Exercise = Copy the data from the line containing "of the weathered" through the end of the data, both inclusive, keeping every request and increasing each coordinate in the answers by 93.

Dataset records =
——

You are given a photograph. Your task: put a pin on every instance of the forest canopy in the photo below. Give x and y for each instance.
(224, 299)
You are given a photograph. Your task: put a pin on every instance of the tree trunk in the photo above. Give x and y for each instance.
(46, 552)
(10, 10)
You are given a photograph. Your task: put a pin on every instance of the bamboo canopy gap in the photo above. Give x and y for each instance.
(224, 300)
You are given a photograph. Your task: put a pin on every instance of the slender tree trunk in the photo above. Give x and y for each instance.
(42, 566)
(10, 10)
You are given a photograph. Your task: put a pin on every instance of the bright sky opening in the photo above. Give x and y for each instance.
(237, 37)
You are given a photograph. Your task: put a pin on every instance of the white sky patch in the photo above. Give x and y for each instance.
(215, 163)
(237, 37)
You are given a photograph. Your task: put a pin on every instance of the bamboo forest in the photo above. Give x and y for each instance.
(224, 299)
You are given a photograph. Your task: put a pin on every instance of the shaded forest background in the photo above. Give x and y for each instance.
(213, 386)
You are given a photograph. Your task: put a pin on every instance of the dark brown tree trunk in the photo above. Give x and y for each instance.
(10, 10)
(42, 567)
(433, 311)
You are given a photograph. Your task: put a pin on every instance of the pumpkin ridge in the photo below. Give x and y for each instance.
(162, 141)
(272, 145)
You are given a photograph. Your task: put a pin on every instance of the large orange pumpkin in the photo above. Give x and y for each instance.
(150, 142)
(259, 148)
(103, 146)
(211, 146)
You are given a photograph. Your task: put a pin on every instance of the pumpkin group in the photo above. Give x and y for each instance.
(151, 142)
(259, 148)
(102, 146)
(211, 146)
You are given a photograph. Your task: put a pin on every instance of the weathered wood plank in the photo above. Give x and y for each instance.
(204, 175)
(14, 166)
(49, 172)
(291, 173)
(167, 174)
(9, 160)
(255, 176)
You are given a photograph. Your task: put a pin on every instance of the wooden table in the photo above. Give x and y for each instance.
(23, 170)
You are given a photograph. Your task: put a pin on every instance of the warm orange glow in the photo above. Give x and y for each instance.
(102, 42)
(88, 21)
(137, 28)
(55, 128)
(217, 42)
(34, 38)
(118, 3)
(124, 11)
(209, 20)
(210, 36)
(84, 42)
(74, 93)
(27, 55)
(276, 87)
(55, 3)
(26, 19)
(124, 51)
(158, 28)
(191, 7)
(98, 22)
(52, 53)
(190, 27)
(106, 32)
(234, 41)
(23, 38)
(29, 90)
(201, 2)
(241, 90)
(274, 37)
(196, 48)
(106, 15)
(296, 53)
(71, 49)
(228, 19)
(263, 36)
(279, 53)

——

Full solution =
You are given a photograph. Your task: put a pin on every instance of the weathered wood plank in the photo above. Give x and y for each instance.
(297, 268)
(107, 259)
(142, 265)
(384, 266)
(260, 267)
(102, 253)
(348, 269)
You are given a photograph. Your task: put a pin on every instance of the wooden table in the photo above. Give x and y for each instance.
(116, 263)
You are given a photograph. Your task: put a pin on every instance of the warm orange glow in the photo above. Give x and y for each instance.
(195, 135)
(181, 114)
(230, 121)
(148, 221)
(310, 135)
(127, 131)
(211, 96)
(217, 104)
(302, 113)
(303, 129)
(177, 135)
(167, 186)
(120, 148)
(369, 180)
(148, 96)
(119, 112)
(217, 144)
(251, 121)
(284, 100)
(191, 115)
(145, 146)
(283, 120)
(199, 125)
(327, 134)
(116, 131)
(122, 183)
(294, 95)
(334, 183)
(367, 130)
(289, 141)
(199, 108)
(389, 146)
(164, 142)
(321, 112)
(356, 129)
(372, 146)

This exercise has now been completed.